SELECTED EXTRACT:
▼
I'm a fan of sprint from point A to point B with shovels and and machetes'

Then think about: Where are we. What's here. Was this even worth it? Is this
exactly where we need to be?

Then start working on the real path from both ends and the middle. Or not,
maybe the footpath is all you need right now.

I just remember.

I hacked together GUI to run a bunch of production tests. And it was a total
trashfire. And the guys in the lab ran it for two and a half years like that.
With no changes.

Early in my career I saw a hardware engineer get pissed at the software guy
taking months to finish the firmware. Wrote it himself in three weeks, and
shipped the fucker. The code was _ugly_ and _nasty_. But it was never changed
once in production.

Edit: What I mean by this is the dev process needs to be aligned with what
you're doing. Sometimes big process is appropriate and sometimes/often not.

------
rolph
\- You should establish a list of the desired properties of the finished
product.
▲
DATA SECTION:
▼
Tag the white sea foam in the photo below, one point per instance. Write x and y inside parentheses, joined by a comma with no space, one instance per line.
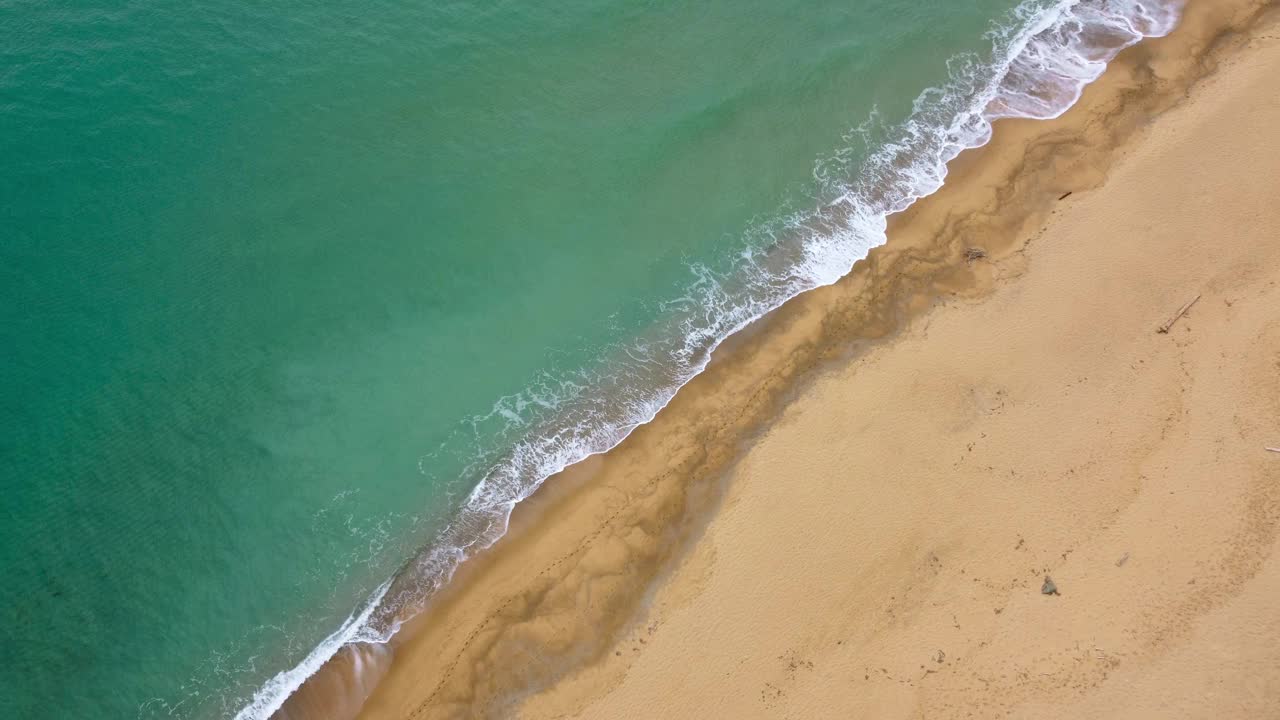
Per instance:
(1042,58)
▲
PROMPT 1: According to the forum thread, for how long did the lab run the hacked-together GUI without any changes?
PROMPT 2: List every question the forum thread says to think about after the sprint from point A to point B.
PROMPT 3: Translate into Spanish this sentence from the forum thread: "Then start working on the real path from both ends and the middle."

COMPLETE RESPONSE 1: Two and a half years.

COMPLETE RESPONSE 2:
- Where are we.
- What's here.
- Was this even worth it?
- Is this exactly where we need to be?

COMPLETE RESPONSE 3: Luego empieza a trabajar en el camino real desde ambos extremos y desde el medio.